Stated exercise:
In this exercise, print only the lines from the line with "# point at: the dense" to the last line of the data below, inclusive. Any pictures should be left out.
— START Task input —
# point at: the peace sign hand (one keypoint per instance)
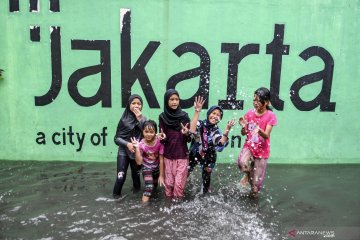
(134, 142)
(184, 129)
(161, 135)
(137, 113)
(198, 103)
(242, 122)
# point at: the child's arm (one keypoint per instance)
(199, 102)
(138, 156)
(265, 134)
(162, 173)
(228, 127)
(243, 123)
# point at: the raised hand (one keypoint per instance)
(230, 124)
(161, 135)
(198, 103)
(161, 181)
(134, 142)
(137, 113)
(242, 122)
(184, 129)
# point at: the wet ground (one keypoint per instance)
(72, 200)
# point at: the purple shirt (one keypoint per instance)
(259, 147)
(175, 144)
(151, 154)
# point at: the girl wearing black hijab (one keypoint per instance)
(130, 125)
(207, 140)
(174, 124)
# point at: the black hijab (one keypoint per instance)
(128, 125)
(172, 118)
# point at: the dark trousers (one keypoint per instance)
(206, 165)
(123, 162)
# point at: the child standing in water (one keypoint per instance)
(256, 125)
(207, 139)
(130, 125)
(173, 123)
(149, 153)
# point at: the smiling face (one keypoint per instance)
(135, 104)
(258, 105)
(174, 101)
(149, 134)
(214, 116)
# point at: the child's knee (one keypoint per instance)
(121, 175)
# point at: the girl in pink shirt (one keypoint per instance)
(256, 125)
(149, 153)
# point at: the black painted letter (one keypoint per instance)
(130, 74)
(104, 92)
(235, 57)
(203, 71)
(56, 70)
(326, 75)
(277, 49)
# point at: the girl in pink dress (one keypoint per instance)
(149, 153)
(256, 125)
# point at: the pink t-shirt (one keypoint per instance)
(151, 154)
(259, 147)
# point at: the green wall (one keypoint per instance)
(306, 51)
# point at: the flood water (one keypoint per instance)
(73, 200)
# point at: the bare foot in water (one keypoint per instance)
(244, 181)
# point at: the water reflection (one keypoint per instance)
(73, 201)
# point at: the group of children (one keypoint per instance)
(164, 157)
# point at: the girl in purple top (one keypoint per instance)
(174, 125)
(149, 153)
(256, 125)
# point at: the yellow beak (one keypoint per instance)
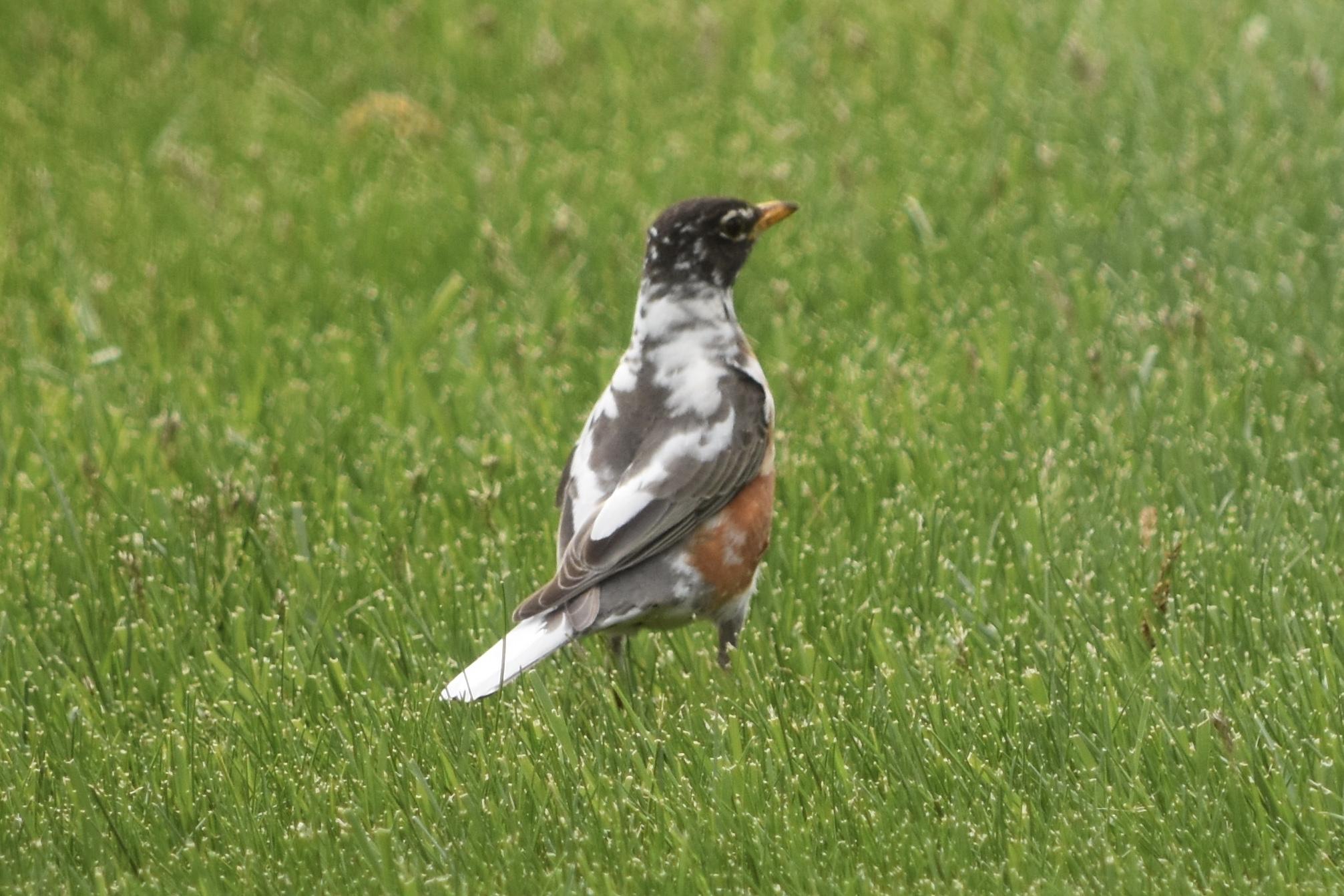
(772, 212)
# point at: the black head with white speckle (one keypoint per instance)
(707, 241)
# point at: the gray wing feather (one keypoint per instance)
(692, 492)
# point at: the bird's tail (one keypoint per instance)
(526, 645)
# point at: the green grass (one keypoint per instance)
(288, 371)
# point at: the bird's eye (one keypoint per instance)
(736, 225)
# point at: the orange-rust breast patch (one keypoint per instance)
(728, 548)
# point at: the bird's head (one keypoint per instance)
(707, 241)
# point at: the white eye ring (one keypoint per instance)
(728, 219)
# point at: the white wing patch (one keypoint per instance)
(752, 367)
(635, 493)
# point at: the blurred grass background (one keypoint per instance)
(302, 302)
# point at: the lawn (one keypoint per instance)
(302, 304)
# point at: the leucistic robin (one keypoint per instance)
(667, 496)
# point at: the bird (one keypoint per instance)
(668, 495)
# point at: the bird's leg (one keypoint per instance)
(728, 638)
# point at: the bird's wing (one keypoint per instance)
(684, 472)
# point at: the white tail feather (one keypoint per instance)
(526, 645)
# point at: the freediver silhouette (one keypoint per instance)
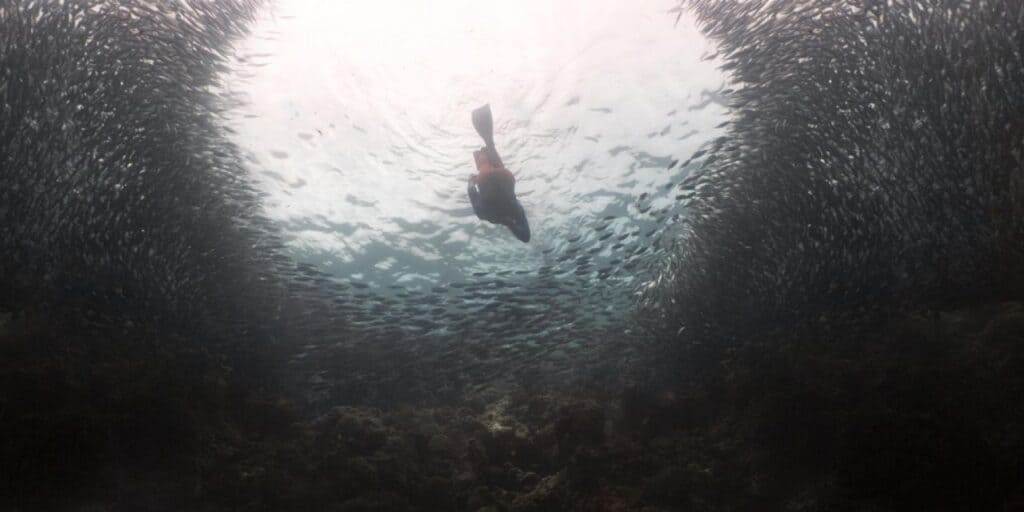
(492, 190)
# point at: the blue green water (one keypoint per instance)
(355, 121)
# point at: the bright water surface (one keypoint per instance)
(355, 118)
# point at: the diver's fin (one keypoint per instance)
(484, 125)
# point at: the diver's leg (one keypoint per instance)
(474, 197)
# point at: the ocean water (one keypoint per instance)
(354, 119)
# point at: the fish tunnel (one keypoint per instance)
(364, 164)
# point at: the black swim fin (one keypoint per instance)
(484, 125)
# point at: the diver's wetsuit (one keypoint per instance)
(493, 190)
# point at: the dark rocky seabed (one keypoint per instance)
(839, 326)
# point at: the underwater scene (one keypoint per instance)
(586, 255)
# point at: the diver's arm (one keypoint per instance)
(474, 197)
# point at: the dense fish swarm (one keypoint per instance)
(875, 162)
(122, 200)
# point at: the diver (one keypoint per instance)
(492, 192)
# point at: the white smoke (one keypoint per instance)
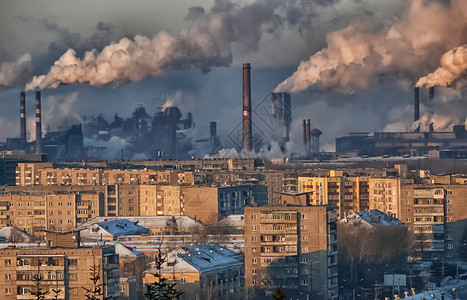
(358, 54)
(113, 147)
(271, 151)
(453, 66)
(13, 72)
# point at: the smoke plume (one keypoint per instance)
(209, 41)
(12, 73)
(453, 66)
(358, 55)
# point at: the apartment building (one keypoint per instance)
(210, 204)
(204, 271)
(294, 247)
(31, 212)
(346, 194)
(385, 195)
(436, 214)
(63, 265)
(45, 174)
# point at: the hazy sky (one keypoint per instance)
(275, 36)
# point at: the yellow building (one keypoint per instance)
(346, 194)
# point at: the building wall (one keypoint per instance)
(346, 194)
(296, 246)
(66, 268)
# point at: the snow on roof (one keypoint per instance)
(374, 218)
(14, 234)
(232, 220)
(201, 258)
(114, 228)
(125, 251)
(151, 222)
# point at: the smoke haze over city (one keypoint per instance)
(350, 65)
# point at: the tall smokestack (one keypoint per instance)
(22, 120)
(416, 106)
(308, 135)
(287, 116)
(38, 123)
(213, 131)
(431, 93)
(247, 131)
(304, 133)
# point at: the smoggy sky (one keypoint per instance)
(350, 64)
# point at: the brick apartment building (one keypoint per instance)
(63, 264)
(294, 247)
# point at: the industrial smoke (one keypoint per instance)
(357, 54)
(453, 66)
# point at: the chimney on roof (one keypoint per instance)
(416, 106)
(247, 128)
(22, 116)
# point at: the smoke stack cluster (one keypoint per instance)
(416, 106)
(247, 130)
(213, 127)
(22, 115)
(38, 123)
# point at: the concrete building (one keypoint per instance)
(31, 212)
(294, 247)
(210, 204)
(45, 174)
(346, 194)
(204, 271)
(63, 264)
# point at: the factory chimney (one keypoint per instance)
(213, 131)
(287, 116)
(308, 135)
(22, 120)
(431, 93)
(247, 130)
(38, 123)
(416, 106)
(304, 133)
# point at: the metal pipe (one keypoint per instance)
(22, 115)
(38, 123)
(247, 128)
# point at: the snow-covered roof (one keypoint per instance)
(232, 220)
(125, 251)
(201, 258)
(113, 228)
(374, 218)
(151, 222)
(14, 234)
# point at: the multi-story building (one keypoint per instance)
— END Task input —
Solution below:
# point at: the dense fish swarm (one keypoint per instance)
(875, 162)
(122, 200)
# point at: the diver (one keypoint per instance)
(492, 192)
# point at: the white smoke (one keypoint per instance)
(358, 54)
(113, 147)
(271, 151)
(453, 66)
(13, 72)
# point at: the smoke plume (one keypoint per instance)
(209, 41)
(12, 73)
(453, 66)
(358, 55)
# point at: the apartment building (one keypoint per instance)
(210, 204)
(204, 271)
(294, 247)
(31, 212)
(346, 194)
(385, 195)
(436, 214)
(63, 265)
(45, 174)
# point at: the hazy sky (one keypoint per instance)
(275, 36)
# point at: the yellow building (one keypoint per instance)
(346, 194)
# point at: the building wall (one keypoint per instance)
(346, 194)
(296, 246)
(66, 268)
# point at: the snow on roof (one keypoint per instance)
(374, 218)
(14, 234)
(232, 220)
(201, 258)
(114, 228)
(125, 251)
(151, 222)
# point at: the smoke haze over city (one keypoint per instance)
(350, 65)
# point at: the tall smokestack (one keypoint per instance)
(22, 120)
(416, 106)
(308, 135)
(287, 116)
(38, 123)
(213, 131)
(431, 93)
(247, 131)
(304, 133)
# point at: the smoggy sky (one keypoint per instance)
(350, 64)
# point at: the brick apartment building (one keypoint per instance)
(63, 264)
(294, 247)
# point at: the industrial smoke (one keypoint per instance)
(357, 54)
(453, 66)
# point at: the chimney on roof (one keypoint per instance)
(416, 106)
(247, 128)
(22, 116)
# point at: the smoke stack cluster (one keypoint per instance)
(416, 106)
(247, 130)
(213, 127)
(22, 115)
(38, 123)
# point at: the concrete building (one keypoint per instance)
(31, 212)
(294, 247)
(210, 204)
(45, 174)
(346, 194)
(204, 271)
(63, 264)
# point at: the factory chimney (one keypoint per instance)
(213, 131)
(287, 116)
(308, 135)
(22, 120)
(431, 93)
(247, 130)
(38, 123)
(416, 106)
(304, 133)
# point at: the metal pipe (one keypoint per instance)
(22, 115)
(38, 123)
(247, 128)
# point at: the snow-covered roof (one keypoint per instance)
(232, 220)
(125, 251)
(201, 258)
(113, 228)
(374, 218)
(151, 222)
(14, 234)
# point at: the multi-story building (one keypoint per instance)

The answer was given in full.